Source text:
|---|

Support Policies for RHEL High Availability Clusters - Amazon Web Services (AWS) EC2 Instances as Cluster Members
Contents
Overview
Applicable Environments
- Red Hat Enterprise Linux (RHEL) with the High Availability Add-On
- Using Amazon EC2 to provide instances that may serve as High Availability cluster members
Recommended Prior Reading
Useful References and Guides
Introduction
This guide offers Red Hat's policies, requirements, and limitations applicable to the use of Amazon Web Services (EC2) instances as members of a RHEL High Availability cluster. Users of RHEL High Availability software components should adhere to these policies by installing only on the approved platforms in order to be eligible to receive assistance from Red Hat Support with the appropriate support subscriptions.

|---|

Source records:
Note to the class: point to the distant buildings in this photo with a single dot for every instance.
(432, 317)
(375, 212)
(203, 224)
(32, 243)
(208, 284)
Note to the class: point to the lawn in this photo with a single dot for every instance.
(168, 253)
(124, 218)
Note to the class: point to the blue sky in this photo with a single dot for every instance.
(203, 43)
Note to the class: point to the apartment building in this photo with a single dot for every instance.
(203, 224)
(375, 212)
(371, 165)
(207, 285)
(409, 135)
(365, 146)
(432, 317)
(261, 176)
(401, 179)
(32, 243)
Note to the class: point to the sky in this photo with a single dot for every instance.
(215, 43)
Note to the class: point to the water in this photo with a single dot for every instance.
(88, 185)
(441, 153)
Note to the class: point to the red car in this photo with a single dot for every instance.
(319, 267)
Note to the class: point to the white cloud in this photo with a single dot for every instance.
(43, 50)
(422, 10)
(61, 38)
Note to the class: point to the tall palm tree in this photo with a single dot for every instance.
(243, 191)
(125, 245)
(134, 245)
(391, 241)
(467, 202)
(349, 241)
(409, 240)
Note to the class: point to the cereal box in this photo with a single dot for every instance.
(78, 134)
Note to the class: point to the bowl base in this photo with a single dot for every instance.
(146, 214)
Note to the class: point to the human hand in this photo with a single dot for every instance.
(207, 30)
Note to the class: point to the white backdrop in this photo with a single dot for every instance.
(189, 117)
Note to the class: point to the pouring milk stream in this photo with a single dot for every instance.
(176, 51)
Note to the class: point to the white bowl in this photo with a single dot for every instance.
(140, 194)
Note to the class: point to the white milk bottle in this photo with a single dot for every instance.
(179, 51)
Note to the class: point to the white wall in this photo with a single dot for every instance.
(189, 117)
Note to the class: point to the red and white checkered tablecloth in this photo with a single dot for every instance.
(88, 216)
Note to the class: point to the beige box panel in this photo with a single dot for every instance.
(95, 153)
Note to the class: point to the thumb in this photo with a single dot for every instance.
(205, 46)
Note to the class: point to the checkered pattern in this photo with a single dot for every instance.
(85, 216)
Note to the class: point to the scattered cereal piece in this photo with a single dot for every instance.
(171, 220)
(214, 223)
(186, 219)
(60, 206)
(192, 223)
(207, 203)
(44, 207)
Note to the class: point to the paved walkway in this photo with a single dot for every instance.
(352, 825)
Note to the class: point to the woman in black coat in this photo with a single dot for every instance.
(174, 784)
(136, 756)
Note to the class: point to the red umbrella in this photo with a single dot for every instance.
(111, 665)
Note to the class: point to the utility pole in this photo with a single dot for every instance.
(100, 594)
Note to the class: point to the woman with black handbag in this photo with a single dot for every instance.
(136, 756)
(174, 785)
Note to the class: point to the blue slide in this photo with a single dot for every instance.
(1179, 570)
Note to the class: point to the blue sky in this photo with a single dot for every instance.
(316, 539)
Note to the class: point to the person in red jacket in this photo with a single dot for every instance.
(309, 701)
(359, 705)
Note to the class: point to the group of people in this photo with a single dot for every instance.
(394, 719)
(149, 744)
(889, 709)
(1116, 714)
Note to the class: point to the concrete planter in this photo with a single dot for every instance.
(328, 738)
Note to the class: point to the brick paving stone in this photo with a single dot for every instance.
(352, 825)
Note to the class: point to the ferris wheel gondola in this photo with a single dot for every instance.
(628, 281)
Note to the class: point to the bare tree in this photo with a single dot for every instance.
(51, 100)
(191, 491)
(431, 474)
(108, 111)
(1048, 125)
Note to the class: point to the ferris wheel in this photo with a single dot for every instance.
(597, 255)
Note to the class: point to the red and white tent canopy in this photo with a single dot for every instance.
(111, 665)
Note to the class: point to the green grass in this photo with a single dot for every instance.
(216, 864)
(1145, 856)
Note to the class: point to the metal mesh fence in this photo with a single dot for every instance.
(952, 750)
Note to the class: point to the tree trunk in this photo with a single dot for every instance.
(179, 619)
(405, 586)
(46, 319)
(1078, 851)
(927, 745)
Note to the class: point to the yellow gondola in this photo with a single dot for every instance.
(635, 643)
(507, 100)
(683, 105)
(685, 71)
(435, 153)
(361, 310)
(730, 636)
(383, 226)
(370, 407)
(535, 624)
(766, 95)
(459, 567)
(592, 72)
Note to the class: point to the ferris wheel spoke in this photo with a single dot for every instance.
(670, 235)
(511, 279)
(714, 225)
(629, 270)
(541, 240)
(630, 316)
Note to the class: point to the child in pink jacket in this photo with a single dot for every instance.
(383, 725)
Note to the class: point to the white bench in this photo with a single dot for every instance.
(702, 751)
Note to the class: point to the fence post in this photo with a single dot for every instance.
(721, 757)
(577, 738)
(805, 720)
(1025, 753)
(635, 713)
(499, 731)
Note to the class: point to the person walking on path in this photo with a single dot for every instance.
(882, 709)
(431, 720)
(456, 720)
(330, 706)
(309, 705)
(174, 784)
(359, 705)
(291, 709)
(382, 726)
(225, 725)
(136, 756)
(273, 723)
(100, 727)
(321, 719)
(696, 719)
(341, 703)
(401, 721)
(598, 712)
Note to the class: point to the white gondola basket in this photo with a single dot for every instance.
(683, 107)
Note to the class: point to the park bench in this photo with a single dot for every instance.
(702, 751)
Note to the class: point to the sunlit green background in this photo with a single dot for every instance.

|---|

Problem statement: Reproduce the AWS cluster support policy text word for word, between "Support Policies for" and "appropriate support subscriptions.", inclusive.

Answer for the task:
Support Policies for RHEL High Availability Clusters - Amazon Web Services (AWS) EC2 Instances as Cluster Members
Contents
Overview
Applicable Environments
- Red Hat Enterprise Linux (RHEL) with the High Availability Add-On
- Using Amazon EC2 to provide instances that may serve as High Availability cluster members
Recommended Prior Reading
Useful References and Guides
Introduction
This guide offers Red Hat's policies, requirements, and limitations applicable to the use of Amazon Web Services (EC2) instances as members of a RHEL High Availability cluster. Users of RHEL High Availability software components should adhere to these policies by installing only on the approved platforms in order to be eligible to receive assistance from Red Hat Support with the appropriate support subscriptions.